*SET EXERCISE*: Pick out every line of the material that contains the word "window", and copy each one. Treat case as significant.

Named-object pointing entries:
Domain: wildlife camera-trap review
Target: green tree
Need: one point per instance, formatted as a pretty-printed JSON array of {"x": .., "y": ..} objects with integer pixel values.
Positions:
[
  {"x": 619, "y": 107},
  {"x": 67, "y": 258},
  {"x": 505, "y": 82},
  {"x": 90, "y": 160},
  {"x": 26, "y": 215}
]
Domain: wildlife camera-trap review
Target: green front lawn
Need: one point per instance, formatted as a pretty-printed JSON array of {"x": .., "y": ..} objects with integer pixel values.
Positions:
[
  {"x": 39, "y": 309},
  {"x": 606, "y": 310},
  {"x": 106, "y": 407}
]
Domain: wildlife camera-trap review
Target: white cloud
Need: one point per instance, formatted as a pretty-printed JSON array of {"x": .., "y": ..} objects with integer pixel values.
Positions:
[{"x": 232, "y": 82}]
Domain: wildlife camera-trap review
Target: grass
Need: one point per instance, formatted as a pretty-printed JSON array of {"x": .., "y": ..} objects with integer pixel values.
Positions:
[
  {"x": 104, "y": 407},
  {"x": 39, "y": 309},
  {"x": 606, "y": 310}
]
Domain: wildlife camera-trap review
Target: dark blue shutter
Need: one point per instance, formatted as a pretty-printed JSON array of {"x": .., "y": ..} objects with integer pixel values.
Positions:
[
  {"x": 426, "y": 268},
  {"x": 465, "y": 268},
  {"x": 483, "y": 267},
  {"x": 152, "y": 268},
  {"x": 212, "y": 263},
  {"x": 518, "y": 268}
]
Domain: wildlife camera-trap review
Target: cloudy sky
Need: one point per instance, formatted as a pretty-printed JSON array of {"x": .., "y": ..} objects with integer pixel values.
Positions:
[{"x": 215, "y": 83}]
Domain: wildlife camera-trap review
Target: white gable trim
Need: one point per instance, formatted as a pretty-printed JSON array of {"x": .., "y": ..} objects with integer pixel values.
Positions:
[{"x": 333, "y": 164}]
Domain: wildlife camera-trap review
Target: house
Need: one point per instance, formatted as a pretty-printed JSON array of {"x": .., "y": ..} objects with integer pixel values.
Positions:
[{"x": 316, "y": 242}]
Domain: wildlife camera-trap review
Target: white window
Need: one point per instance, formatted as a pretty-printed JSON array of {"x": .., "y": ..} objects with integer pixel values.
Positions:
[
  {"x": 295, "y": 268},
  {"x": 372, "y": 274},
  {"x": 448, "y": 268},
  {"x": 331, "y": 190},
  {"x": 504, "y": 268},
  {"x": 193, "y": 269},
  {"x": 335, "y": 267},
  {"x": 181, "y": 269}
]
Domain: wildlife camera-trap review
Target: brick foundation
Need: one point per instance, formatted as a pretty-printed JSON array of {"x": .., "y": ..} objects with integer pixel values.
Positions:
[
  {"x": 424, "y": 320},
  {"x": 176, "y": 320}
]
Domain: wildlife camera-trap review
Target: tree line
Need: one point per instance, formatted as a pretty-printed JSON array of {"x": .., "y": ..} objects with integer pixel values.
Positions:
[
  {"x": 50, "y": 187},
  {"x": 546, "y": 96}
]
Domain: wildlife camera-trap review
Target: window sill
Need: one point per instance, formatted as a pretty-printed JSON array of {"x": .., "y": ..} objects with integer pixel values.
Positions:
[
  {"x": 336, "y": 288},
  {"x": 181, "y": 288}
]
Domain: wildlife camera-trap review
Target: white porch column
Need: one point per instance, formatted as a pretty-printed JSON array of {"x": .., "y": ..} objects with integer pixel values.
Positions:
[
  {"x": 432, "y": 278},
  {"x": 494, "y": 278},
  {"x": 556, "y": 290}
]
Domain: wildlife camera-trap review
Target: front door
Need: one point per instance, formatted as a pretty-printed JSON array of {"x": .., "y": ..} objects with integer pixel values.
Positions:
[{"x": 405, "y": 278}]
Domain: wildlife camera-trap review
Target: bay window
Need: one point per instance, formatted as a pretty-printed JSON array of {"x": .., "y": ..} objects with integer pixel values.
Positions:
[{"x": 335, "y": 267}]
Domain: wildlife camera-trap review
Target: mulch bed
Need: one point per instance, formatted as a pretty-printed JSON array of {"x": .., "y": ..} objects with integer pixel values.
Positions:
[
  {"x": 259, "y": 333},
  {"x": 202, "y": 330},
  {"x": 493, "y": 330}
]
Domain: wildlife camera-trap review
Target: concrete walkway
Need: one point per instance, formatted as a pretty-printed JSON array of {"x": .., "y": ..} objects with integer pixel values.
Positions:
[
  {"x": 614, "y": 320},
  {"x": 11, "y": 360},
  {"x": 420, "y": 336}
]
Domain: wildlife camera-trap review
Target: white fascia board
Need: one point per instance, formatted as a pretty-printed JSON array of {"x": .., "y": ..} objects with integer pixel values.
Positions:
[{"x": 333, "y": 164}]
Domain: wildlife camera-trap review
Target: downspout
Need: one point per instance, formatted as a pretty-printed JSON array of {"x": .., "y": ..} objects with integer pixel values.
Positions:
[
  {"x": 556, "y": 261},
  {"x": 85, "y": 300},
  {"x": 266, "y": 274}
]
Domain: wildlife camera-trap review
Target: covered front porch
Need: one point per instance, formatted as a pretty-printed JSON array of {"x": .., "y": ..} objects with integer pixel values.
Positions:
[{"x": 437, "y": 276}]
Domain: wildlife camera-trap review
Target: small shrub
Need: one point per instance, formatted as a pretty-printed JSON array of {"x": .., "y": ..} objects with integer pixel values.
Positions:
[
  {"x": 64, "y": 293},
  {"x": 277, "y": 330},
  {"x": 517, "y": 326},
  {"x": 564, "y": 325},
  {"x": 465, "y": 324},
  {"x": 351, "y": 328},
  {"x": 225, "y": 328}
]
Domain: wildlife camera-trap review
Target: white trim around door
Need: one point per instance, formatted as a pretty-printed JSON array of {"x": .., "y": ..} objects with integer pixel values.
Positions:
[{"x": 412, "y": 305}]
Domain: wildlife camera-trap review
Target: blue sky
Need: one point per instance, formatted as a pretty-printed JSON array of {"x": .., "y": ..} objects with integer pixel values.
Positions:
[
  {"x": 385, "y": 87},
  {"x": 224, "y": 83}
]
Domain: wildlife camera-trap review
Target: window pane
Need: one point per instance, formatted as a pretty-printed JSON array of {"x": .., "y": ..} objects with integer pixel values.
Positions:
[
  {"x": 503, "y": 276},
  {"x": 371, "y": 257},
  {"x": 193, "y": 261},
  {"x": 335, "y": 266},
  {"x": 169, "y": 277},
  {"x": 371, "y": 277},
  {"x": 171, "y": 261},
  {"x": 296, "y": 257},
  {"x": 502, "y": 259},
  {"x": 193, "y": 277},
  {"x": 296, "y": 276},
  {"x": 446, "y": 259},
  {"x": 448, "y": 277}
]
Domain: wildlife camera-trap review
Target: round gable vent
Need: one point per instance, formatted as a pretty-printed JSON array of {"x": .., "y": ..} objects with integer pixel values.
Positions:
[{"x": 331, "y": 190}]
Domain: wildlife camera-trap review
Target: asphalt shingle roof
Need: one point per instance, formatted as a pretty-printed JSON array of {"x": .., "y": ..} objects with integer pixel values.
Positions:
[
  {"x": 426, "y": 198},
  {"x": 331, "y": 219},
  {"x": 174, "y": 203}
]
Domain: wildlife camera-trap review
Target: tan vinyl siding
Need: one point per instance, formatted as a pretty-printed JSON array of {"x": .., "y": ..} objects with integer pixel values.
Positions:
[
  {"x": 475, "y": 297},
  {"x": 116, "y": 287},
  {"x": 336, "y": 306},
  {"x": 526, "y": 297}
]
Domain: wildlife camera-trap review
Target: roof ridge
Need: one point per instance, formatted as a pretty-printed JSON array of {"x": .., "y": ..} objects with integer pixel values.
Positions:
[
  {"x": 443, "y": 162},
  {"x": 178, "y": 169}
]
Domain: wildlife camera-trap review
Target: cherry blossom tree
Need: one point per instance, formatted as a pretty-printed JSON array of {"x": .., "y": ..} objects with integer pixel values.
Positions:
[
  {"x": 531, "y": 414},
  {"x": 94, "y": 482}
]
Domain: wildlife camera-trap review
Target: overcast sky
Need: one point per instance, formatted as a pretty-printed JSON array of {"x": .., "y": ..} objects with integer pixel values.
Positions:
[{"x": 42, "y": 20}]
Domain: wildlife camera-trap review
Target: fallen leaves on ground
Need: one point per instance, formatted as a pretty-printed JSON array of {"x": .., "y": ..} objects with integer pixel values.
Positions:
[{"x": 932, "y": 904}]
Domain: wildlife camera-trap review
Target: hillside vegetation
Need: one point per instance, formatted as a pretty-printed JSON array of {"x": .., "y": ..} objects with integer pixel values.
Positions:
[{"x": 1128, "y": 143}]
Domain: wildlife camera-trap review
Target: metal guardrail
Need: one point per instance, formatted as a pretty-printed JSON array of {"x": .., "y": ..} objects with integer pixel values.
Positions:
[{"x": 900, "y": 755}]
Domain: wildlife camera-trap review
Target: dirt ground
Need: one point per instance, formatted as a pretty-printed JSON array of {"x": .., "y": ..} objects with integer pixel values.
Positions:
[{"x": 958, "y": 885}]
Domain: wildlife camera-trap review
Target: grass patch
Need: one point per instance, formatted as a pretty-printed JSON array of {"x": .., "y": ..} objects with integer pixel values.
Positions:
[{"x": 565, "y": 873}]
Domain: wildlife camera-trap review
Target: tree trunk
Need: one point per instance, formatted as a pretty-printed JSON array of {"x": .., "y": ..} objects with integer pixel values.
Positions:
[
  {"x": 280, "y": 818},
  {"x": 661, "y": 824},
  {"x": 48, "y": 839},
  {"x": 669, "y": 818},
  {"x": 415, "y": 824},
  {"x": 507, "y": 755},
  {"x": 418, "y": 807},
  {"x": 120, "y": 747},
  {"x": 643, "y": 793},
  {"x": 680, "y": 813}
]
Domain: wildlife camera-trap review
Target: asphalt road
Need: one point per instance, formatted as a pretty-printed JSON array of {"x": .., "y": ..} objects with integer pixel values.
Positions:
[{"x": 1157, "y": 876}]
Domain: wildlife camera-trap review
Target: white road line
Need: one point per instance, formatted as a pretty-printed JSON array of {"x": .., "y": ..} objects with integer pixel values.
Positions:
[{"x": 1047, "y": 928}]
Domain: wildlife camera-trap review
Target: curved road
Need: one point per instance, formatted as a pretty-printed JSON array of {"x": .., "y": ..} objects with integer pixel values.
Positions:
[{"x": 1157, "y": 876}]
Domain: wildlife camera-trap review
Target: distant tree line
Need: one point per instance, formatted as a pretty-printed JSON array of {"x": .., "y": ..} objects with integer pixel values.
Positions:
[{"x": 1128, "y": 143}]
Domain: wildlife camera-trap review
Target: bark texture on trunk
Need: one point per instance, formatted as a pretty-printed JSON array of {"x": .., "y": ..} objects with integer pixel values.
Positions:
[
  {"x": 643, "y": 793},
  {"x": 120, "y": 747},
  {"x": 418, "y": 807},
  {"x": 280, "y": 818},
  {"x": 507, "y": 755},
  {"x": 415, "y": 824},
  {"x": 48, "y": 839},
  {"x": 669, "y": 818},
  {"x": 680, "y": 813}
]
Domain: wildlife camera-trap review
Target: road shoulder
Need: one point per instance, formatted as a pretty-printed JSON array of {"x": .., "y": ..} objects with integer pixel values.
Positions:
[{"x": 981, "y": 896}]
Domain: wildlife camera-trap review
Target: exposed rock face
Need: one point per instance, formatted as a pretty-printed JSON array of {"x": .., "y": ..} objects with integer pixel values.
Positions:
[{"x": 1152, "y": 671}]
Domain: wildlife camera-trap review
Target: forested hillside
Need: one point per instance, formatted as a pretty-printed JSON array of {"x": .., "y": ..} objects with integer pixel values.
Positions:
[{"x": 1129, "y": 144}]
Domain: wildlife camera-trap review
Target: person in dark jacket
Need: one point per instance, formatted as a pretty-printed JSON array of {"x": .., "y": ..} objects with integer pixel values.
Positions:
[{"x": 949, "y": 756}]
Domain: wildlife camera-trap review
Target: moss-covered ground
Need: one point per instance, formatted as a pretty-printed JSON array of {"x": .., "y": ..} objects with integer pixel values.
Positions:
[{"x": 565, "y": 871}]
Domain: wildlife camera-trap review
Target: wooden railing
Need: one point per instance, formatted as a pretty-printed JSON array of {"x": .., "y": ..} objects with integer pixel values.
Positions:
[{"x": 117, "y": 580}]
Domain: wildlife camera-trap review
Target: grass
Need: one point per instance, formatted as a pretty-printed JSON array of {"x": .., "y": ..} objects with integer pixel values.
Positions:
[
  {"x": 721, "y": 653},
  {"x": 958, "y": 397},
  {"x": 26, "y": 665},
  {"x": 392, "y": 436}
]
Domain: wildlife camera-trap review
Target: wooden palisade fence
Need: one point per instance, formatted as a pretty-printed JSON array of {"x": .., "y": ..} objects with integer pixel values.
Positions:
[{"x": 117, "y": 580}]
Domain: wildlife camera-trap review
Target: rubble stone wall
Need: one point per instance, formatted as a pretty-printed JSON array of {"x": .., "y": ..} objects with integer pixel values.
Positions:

*THE OUTPUT*:
Target: white window
Target: window sill
Target: bay window
Target: window pane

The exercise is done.